All of the records shown below need to be copied with no differences.

[Supplied data]
┄┄┄┄┄┄┄┄┄┄

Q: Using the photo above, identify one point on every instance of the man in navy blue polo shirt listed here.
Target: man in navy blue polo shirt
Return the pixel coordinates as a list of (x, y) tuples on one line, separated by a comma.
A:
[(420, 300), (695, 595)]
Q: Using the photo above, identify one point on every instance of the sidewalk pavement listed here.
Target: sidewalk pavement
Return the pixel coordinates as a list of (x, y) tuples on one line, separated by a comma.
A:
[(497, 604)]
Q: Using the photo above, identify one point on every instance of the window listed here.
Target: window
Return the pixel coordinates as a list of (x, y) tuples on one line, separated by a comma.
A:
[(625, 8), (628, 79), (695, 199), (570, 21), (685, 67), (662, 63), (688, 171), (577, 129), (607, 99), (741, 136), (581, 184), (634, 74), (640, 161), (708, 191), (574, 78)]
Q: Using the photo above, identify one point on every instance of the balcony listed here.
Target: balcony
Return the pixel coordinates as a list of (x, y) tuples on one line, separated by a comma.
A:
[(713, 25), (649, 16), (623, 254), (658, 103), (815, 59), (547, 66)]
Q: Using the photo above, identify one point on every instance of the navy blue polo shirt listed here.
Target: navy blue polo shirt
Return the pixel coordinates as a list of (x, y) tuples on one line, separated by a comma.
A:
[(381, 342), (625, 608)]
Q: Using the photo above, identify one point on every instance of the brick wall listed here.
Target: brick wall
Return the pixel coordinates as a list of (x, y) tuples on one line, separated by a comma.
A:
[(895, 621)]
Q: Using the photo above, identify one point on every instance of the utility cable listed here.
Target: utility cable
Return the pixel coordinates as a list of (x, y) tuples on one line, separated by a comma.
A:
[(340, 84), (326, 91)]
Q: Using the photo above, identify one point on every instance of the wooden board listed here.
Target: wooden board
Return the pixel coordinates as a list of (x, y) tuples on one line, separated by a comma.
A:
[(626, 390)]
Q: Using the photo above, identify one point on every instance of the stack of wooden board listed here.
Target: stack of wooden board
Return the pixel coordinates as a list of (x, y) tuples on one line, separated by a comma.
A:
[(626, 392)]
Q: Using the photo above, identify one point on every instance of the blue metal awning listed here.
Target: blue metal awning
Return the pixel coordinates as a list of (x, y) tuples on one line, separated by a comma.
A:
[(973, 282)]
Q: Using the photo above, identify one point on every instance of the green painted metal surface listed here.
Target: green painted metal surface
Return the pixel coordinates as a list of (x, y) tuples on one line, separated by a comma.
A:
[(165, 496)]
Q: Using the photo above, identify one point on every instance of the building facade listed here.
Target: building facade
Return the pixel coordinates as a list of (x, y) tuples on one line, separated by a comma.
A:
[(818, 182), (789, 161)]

┄┄┄┄┄┄┄┄┄┄

[Response area]
Q: Using the photo above, identify one point on every instance of the man in navy blue polo shirt listed here.
Target: man in navy blue polo shirt
Return the pixel coordinates as a list of (x, y) tuples on one line, separated by a comma.
A:
[(420, 300), (695, 595)]
Q: Using the photo above, identify one point on every instance of the sidewalk pavement listed here.
Target: sidewalk pavement
Return the pixel coordinates as a list of (x, y) tuples on one line, separated by a comma.
A:
[(497, 604)]
Q: Using the photo above, identify one point on every instance of the window listed here.
Target: window
Return the pixel coordinates as a list of (x, y) tuples on one line, separated by a comma.
A:
[(625, 8), (628, 79), (695, 199), (570, 21), (685, 67), (662, 63), (688, 171), (577, 129), (607, 99), (741, 136), (581, 184), (634, 74), (640, 161), (708, 191), (574, 78)]
Q: Using the photo above, identify one point on every instance of the balcony listed here.
Target: balcony
Return the pixel coordinates as a list of (x, y) tuples on one line, separated by a comma.
A:
[(713, 25), (649, 16), (623, 254), (658, 103), (815, 59), (547, 66)]
Q: Using the photo above, identify one point on every instance of the navy blue polo shirt listed here.
Target: navy blue polo shirt
Return the pixel coordinates as a list of (x, y) tuples on one line, separated by a comma.
A:
[(381, 342), (625, 608)]
Q: Using the photo above, identify one point on every instance of the brick wall listed here.
Target: brick wall
Return the pixel coordinates as a list of (x, y) tuples on one line, separated by a comma.
A:
[(895, 621)]
Q: Using the photo above, identify one point on every instance of the utility cable listed here.
Target: utility cable
Return the pixel coordinates as a list of (x, y) tuples on one line, separated by a comma.
A:
[(340, 84), (326, 91)]
Q: Using the photo above, identify one point on every instance of the wooden board listed here.
Target: wooden board
Return the pixel coordinates as a list of (x, y) tuples on one line, separated by a comma.
A:
[(626, 390)]
Q: Using the photo above, identify one point on every instance of the stack of wooden board listed here.
Target: stack of wooden board
Return the pixel coordinates as a list of (x, y) tuples on one line, separated by a comma.
A:
[(626, 392)]
Q: Using the photo above, identify one point on every instance of the blue metal awning listed here.
Target: blue metal awning
Return the pixel coordinates as a list of (x, y) tuples on one line, separated by a comma.
A:
[(973, 282)]
Q: Using the photo above, identify one point on every instance of the green painted metal surface listed here.
Target: green painted metal surface
Return the pixel coordinates as a list of (x, y) tuples on one line, separated by a comma.
A:
[(165, 496)]
Q: Using the photo above, identify one point on every instance of the building facade listed here.
Target: building facade
Return the pixel coordinates as a list of (x, y) tuples on one line, separated by a comma.
A:
[(818, 182), (789, 161)]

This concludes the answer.